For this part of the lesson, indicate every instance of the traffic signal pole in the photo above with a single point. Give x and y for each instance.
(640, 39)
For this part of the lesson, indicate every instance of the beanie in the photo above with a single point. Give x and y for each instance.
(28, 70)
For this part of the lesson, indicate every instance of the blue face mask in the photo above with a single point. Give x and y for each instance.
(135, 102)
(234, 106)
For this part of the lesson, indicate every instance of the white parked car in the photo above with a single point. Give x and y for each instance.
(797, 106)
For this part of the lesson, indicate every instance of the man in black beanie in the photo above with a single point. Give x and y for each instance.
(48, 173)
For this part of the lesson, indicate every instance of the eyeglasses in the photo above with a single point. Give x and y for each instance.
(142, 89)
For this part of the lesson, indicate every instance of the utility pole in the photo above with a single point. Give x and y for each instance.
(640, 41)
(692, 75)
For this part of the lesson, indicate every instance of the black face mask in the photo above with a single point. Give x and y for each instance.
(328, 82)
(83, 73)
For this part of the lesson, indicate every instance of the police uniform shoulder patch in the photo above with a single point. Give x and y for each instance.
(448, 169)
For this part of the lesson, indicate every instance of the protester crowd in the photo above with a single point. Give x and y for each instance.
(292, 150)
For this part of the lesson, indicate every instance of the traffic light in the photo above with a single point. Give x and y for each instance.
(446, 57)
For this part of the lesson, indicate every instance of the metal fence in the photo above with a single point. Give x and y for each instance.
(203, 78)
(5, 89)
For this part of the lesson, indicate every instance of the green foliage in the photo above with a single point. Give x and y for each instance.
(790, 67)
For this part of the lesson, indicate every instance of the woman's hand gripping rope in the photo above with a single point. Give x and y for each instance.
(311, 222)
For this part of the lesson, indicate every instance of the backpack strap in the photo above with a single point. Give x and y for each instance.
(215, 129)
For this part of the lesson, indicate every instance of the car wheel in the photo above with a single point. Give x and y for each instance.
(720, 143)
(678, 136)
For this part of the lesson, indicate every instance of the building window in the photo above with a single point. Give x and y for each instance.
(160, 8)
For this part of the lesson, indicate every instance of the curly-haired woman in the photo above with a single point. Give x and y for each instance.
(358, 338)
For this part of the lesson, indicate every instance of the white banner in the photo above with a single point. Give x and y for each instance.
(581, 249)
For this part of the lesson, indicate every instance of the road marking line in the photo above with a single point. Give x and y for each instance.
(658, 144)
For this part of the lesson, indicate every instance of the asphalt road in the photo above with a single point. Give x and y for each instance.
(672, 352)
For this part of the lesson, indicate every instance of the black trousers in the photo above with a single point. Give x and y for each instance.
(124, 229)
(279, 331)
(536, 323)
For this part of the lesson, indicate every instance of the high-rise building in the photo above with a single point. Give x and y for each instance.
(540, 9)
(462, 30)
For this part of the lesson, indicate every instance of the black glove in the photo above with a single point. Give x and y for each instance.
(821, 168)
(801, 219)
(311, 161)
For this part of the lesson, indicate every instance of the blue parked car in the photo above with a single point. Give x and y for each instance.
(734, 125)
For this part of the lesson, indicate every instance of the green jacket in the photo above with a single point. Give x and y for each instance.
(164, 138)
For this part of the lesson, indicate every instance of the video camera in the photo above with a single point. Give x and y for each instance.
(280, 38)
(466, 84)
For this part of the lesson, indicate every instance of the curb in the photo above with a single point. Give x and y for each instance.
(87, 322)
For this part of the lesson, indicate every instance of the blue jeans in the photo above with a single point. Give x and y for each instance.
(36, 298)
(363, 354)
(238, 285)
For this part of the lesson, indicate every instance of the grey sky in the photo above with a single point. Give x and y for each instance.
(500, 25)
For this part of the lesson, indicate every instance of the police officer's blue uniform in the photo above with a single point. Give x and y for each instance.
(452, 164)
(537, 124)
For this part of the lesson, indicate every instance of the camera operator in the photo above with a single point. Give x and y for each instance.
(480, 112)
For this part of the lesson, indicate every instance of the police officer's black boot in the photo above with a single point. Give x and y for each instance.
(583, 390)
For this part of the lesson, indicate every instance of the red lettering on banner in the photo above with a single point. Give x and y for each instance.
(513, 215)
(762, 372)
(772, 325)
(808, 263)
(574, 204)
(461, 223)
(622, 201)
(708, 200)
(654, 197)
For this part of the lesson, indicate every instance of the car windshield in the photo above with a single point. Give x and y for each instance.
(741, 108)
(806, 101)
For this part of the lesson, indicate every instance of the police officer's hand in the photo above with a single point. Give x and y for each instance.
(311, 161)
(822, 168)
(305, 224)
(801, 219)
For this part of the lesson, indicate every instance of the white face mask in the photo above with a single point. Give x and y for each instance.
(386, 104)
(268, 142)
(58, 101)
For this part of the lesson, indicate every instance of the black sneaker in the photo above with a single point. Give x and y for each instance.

::::

WHAT NEEDS TO BE DONE:
Return every line of the material word for word.

WORKED SOLUTION:
For this part of the lesson, indicate every instance of the traffic signal pole in the photo above with a single point. Give x and y for each instance.
(640, 39)
For this part of the lesson, indicate every instance of the beanie in the photo above with a single point. Give x and y for each instance.
(28, 70)
For this part of the lesson, indicate every instance of the blue face mask in the photo above with a single point. Give x and y for each instance.
(135, 102)
(234, 106)
For this part of the lesson, indicate every instance of the white parked car in the photo above with a single point. Give x and y for each instance.
(797, 106)
For this part of the lesson, indicate every instance of the man in black beanie in the photo above with a single point. Give x and y for each instance.
(48, 173)
For this part of the lesson, indicate every instance of the eyeglasses in the photo above with a single point. Give x and y for each instance.
(142, 89)
For this part of the lesson, indicate every instance of the utility pole in the photo above with a single point. Give x and y for each instance.
(640, 41)
(692, 75)
For this part of the lesson, indicate every instance of the black face mask in the photo above with a single point. Give x and y for each instance.
(328, 82)
(83, 73)
For this part of the lesson, indicate every instance of the police uniform shoulder patch in the photo above with a single point. Give x and y for each instance.
(448, 169)
For this part of the lesson, indicate every instance of the protester crowd in the photo above with a single point. Give x and y for each instance.
(292, 150)
For this part of the lesson, indicate every instance of the traffic light in the photo above with a single point. Give x and y for each instance.
(446, 57)
For this part of the lesson, indicate every instance of the metal fence in the photo above with a single point. Give x and y for each instance.
(203, 78)
(5, 89)
For this part of the lesson, indicate every instance of the green foliage in the photo above with a single point. Give x and y for each instance.
(790, 67)
For this part of the lesson, indicate every instance of the woman's hand gripping rope in the photo above with a single point. Give x and y for each instance.
(311, 222)
For this part of the lesson, indicate every instance of the backpack strap in the photo above with a single point. Give x and y for each instance.
(215, 129)
For this part of the lesson, indicate every instance of the car wheel in the photo above with a single point. Give x and y for each instance.
(720, 143)
(678, 136)
For this part of the lesson, indicate every instance of the building window in the photo above with a single point. Give x and y for each instance.
(160, 8)
For this part of the lesson, indicate every instance of the curly-haired woman in the photo above with a single point. Give x and y for each instance.
(358, 338)
For this part of the lesson, indicate every instance of the white banner in the photo above with a single point. Give x and y for each instance.
(581, 249)
For this part of the lesson, indicate every instance of the road marking line in the photo above with a single point. Give x and y for each instance.
(658, 144)
For this part of the lesson, indicate every instance of the asphalt road in the photo above with a single point. Give x and y for each instance.
(672, 352)
For this part of the lesson, indicate every instance of the black trousers in the photo above with a single point. Give x and y for each instance.
(124, 229)
(279, 331)
(536, 323)
For this part of the lesson, indicate every instance of the high-rise building in the photo above with a single point. Give x and y for each instance.
(540, 9)
(462, 30)
For this part of the lesson, indicate every instance of the black glove in the photo above with a single point. Give x and y for each instance.
(821, 168)
(801, 219)
(311, 161)
For this part of the lesson, indicate every instance of the blue parked car in the photo above with a single point. Give x and y for each instance.
(734, 125)
For this part of the lesson, indicate every instance of the green jacket in the photo above with a single point. Give x and y for each instance.
(164, 138)
For this part of the lesson, indicate every instance of the video camera in the photo above with a single point. Give x and y for each instance.
(280, 38)
(466, 84)
For this part of the lesson, indicate every instance of the curb in the photo above with a single point. Give x and y for each instance.
(87, 322)
For this part of the lesson, indicate every instance of the blue jeans in the photo above with a single point. Give x and y for each instance.
(36, 298)
(363, 354)
(238, 285)
For this part of the lesson, indicate every instance of the grey sky in the photo above with a single point. Give x and y for each instance.
(500, 25)
For this part of the lesson, indicate every instance of the police officer's blue uniform in the photo above with a single point. Give x and y for each instance.
(452, 164)
(537, 124)
For this part of the lesson, indicate every instance of the camera operator in the photo above with a single point. Give x and y for each instance.
(480, 112)
For this part of the lesson, indicate every instance of the police officer's black boot in the photo above with a single point. Give x and y for each instance.
(583, 390)
For this part of the lesson, indicate every instance of the red lettering on banner in the photo above with a single point. Give x and y for each instance.
(513, 215)
(762, 372)
(772, 325)
(808, 263)
(574, 204)
(461, 223)
(622, 201)
(708, 200)
(654, 197)
For this part of the lesson, indicate every instance of the car windshield in the photo above with a single point. Give x and y for each instance.
(741, 108)
(806, 101)
For this part of the lesson, indicate every instance of the police officer's hand in the photo above with a single point. Give x and y for each instance.
(311, 161)
(822, 168)
(305, 224)
(801, 219)
For this part of the lesson, indicate every instance of the white face mask in the photo above with a single point. Give x and y for each instance.
(386, 104)
(268, 142)
(58, 101)
For this part of the lesson, indicate every instance of the black sneaker in the photo above with a single point. Give x and y for each instance.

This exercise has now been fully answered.